Article
━━━━━━━━━━━━━━━━

Week 07: Code Generation & Operational Semantics
Code Generation
Introduction
Goal
Generating code for a stack machine with the accumulator. Run the code on a real machine, e.g., the MIPS processor.
Concept
- The accumulator is kept in MIPS register
$a0.
- Keeps the stack in memory.
- The address of the next location on the stack is kept in MIPS register
$sp
- The top of the stack is at address
$sp + 4
MIPS
We will compile the source code from Cool to MIPS assembly to execute it.
MIPS
- RISC
- Operation uses registers for operands and results.
- Use
load and store instructions to manipulate the value in memory.

━━━━━━━━━━━━━━━━

Information shown
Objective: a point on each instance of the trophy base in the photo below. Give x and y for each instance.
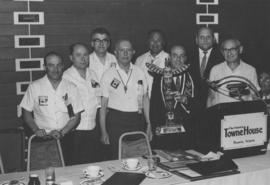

━━━━━━━━━━━━━━━━

Direction
Pick up the notes on code generation for the MIPS stack machine after their last line and continue them.

Result of the exercise
- 32 general purpose registers x 32bits per register
MIPS Instruction
lw reg_1 offset(reg_2): Load 32-bit word in address reg_2 + offset into register reg_1
sw reg_1 offset(reg_2): Store 32-bit word in register reg_1 into address reg_2 + offset
add reg_tar reg_src reg_src2
addiu reg_tar reg_src imm: reg_tar = reg_src + imm (u means overflow is not checked.)
li reg imm: reg = imm
beq reg1 reg2 label: If reg1 = reg2, then jump to label.
b label: Jump to label.
Sample for 7+5
acc <- 7
push acc
acc <- 5
acc <- acc + top_of_stack
pop
li $a0 7
sw $a0 0($sp)
addiu $sp $sp -4
li $a0 5
lw $t1 4($sp)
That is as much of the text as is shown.